#### TEXTAUSZUG:
_____

Es sind Szenen, die in den kommenden Stunden, Tagen, wahrscheinloch sogar Wochen, im US-amerikanischen Fernsehen rauf und runter laufen werden: Dak Prescott, der 14 Sekunden vor dem Spielende gegen die 49ers mit dem Ball in der Hand lossprintet, nach 17 Yards zu Boden geht und verzweifelt versucht, den Ball noch rechtzeitig zu spiken. Dazu der zuständige Referee, der heranrauscht, um den Ball, wie im Regelbuch vorgeschrieben, vor dem Snap freizugeben.
Es sind chaotische Bilder. Am Ende fehlt den Cowboys eine Sekunde. Das Spiel ist vorbei, sie können keinen finalen Wurf mehr in die Endzone feuern.
Das Ende des Playoff-Spiels zwischen den Cowboys und den 49ers lässt somit jede Menge Fragen offen: Warum haben die Gastgeber so kurz vor dem Ende einen Quarterback Draw gespielt? Warum haben sie nicht zweimal in Richtung Endzone geworfen? Warum konnte der Referee den Ball nicht schneller freigeben?
NFL: Dallas Cowboys nicht wegen der Referees ausgeschieden
Es sind berechtigte Fragen, die allerdings über andere, größere Probleme im vorherigen Verlauf des Spiels hinwegtäuschen. Dallas ist nicht wegen der Referees oder wegen eines einzelnen Playcalls aus den Playoffs ausgeschieden.

_____

#### GESPEICHERTE DATEN:
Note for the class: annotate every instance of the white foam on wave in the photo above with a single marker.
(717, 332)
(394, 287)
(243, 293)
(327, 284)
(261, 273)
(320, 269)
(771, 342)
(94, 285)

_____

#### ZU ERLEDIGENDE AUFGABEN:
1 > Gib aus dem Text über das Playoff-Spiel der Cowboys den Abschnitt wortgetreu wieder, der bei „Das Ende des“ beginnt und bei „den Playoffs ausgeschieden.“ endet.
2 > Stelle sämtliche Zeilen unter „Gespeicherte Daten“ als nummerierte Liste dar und lass dabei die Leerzeilen weg.

#### ERGEBNISSE DER AUFGABEN:
1 >
Das Ende des Playoff-Spiels zwischen den Cowboys und den 49ers lässt somit jede Menge Fragen offen: Warum haben die Gastgeber so kurz vor dem Ende einen Quarterback Draw gespielt? Warum haben sie nicht zweimal in Richtung Endzone geworfen? Warum konnte der Referee den Ball nicht schneller freigeben?
NFL: Dallas Cowboys nicht wegen der Referees ausgeschieden
Es sind berechtigte Fragen, die allerdings über andere, größere Probleme im vorherigen Verlauf des Spiels hinwegtäuschen. Dallas ist nicht wegen der Referees oder wegen eines einzelnen Playcalls aus den Playoffs ausgeschieden.

2 >
1. Note for the class: annotate every instance of the white foam on wave in the photo above with a single marker.
2. (717, 332)
3. (394, 287)
4. (243, 293)
5. (327, 284)
6. (261, 273)
7. (320, 269)
8. (771, 342)
9. (94, 285)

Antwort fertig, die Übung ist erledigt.